Task to complete: Can you copy the data below line for line, without changing anything?
+ + +
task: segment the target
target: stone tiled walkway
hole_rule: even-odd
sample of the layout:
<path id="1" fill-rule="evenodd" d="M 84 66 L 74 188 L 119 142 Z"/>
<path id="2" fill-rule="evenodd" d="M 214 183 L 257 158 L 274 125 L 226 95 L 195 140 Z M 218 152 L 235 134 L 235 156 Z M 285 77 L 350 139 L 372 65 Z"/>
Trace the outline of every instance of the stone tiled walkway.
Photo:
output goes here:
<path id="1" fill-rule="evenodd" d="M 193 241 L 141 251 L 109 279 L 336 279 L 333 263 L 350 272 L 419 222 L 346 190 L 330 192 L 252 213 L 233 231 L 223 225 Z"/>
+ + +
Task output:
task: segment the target
target: stone tiled walkway
hole_rule: even-odd
sample of the layout:
<path id="1" fill-rule="evenodd" d="M 84 66 L 74 188 L 119 142 Z"/>
<path id="2" fill-rule="evenodd" d="M 214 183 L 257 158 L 274 125 L 226 95 L 195 140 Z M 218 152 L 235 134 L 235 156 Z M 285 77 L 350 139 L 372 65 Z"/>
Trace the outline of every instance of the stone tiled walkway.
Photo:
output goes here:
<path id="1" fill-rule="evenodd" d="M 193 241 L 141 251 L 109 279 L 336 279 L 333 263 L 350 272 L 419 222 L 346 190 L 330 192 L 252 213 L 233 231 L 223 225 Z"/>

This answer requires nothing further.